**** Source data

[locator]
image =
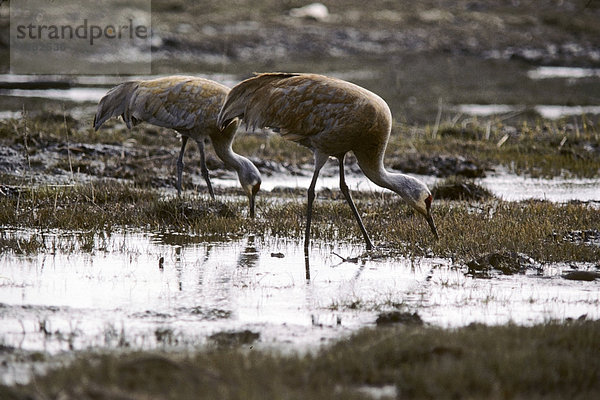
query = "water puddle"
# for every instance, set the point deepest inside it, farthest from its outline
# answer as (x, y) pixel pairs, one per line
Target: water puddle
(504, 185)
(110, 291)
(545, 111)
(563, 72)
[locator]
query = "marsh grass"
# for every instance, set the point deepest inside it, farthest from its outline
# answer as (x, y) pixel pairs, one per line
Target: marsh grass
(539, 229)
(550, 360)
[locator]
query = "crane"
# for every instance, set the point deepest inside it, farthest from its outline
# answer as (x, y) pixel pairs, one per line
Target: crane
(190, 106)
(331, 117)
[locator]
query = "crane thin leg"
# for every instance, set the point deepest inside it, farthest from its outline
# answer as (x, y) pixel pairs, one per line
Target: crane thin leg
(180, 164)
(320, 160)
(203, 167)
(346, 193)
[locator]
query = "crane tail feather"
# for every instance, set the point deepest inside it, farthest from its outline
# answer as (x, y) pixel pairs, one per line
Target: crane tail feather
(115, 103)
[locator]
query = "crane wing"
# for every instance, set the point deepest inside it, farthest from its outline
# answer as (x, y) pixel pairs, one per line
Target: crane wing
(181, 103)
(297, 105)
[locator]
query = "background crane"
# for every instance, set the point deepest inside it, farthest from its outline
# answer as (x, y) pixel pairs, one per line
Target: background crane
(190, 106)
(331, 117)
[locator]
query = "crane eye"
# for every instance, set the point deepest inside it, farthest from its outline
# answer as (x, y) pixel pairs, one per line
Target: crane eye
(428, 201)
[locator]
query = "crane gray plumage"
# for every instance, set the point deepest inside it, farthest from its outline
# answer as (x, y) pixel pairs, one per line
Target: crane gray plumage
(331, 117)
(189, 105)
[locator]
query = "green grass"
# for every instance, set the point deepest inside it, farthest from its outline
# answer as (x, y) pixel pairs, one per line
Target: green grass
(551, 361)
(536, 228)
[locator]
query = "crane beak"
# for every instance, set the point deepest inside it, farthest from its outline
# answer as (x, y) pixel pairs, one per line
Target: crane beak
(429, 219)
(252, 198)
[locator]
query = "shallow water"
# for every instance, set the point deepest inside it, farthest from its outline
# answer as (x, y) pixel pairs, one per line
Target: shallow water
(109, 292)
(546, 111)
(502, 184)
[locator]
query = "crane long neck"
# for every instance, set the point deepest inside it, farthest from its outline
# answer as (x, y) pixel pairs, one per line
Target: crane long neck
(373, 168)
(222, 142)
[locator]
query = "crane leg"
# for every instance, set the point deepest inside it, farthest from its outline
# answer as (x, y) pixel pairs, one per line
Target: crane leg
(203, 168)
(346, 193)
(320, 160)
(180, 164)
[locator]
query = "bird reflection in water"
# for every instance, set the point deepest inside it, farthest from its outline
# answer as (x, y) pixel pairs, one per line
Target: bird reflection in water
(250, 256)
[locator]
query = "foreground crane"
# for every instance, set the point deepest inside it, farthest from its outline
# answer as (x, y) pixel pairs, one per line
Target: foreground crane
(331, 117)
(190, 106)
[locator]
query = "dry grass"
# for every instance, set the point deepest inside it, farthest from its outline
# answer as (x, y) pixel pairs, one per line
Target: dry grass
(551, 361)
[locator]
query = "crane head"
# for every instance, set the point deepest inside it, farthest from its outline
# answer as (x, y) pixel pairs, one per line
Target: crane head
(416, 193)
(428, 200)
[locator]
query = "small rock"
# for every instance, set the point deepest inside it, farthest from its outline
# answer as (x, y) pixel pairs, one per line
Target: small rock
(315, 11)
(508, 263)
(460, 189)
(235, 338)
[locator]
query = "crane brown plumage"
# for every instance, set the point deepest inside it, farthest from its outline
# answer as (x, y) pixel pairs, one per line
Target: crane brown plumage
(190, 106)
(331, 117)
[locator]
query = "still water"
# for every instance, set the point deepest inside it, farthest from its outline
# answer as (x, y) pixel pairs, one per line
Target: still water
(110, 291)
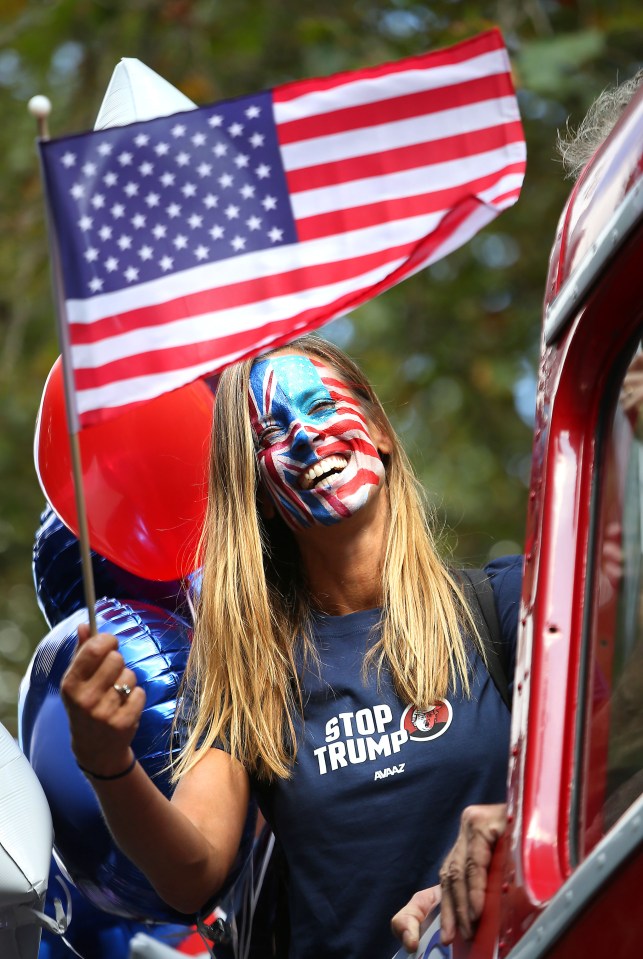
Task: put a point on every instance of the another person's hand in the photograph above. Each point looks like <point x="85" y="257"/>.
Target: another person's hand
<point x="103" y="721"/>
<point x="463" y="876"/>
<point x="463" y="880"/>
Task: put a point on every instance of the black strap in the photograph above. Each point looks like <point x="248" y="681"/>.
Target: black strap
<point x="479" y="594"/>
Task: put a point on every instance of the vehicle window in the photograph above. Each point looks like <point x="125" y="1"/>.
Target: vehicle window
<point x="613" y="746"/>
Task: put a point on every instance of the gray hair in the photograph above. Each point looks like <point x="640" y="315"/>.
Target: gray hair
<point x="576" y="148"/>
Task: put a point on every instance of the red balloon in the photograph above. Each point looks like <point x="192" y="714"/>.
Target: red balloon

********
**** Source data

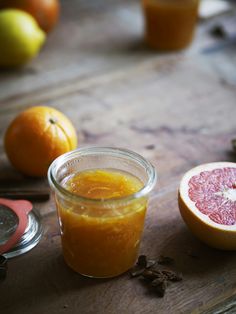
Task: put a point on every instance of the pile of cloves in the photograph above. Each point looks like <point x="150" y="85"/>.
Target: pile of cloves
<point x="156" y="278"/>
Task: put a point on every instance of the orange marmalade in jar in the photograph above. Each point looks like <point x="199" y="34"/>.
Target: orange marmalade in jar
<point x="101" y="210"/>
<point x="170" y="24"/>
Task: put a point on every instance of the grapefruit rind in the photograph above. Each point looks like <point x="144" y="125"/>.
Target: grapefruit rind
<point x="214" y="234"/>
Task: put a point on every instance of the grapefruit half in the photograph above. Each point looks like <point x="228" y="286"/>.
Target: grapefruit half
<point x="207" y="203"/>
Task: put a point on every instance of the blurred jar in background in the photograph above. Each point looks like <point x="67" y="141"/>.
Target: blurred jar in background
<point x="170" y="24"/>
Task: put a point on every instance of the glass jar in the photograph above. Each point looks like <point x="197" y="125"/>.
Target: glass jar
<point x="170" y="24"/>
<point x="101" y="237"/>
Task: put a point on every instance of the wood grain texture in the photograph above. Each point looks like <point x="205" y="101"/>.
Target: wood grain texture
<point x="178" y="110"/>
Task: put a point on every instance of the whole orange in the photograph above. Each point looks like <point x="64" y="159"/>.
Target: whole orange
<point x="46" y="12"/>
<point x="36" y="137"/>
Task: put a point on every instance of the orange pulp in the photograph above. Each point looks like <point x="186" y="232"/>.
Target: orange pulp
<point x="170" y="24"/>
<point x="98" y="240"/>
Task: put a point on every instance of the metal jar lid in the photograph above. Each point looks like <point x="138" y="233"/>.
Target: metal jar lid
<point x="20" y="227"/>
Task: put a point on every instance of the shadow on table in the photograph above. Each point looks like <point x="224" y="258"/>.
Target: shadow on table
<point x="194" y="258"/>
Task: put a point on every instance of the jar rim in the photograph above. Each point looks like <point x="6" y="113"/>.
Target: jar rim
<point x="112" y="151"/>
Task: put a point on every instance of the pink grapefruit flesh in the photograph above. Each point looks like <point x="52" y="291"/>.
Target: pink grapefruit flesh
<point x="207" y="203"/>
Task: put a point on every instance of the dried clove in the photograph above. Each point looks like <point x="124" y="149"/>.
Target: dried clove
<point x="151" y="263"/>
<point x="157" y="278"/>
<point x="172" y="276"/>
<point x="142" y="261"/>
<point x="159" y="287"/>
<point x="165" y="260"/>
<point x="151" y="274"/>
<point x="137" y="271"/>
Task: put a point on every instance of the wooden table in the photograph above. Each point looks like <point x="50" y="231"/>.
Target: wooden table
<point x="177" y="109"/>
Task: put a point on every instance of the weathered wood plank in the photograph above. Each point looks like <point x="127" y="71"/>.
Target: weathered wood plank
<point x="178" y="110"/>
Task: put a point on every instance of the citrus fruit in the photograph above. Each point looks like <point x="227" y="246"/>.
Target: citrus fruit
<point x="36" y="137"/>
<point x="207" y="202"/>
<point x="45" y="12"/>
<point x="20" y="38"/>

********

Written request:
From the records above, pull out every line that contains the word "reflection", matching case exactly.

Correct output:
query = "bird reflection in water"
Target: bird reflection in water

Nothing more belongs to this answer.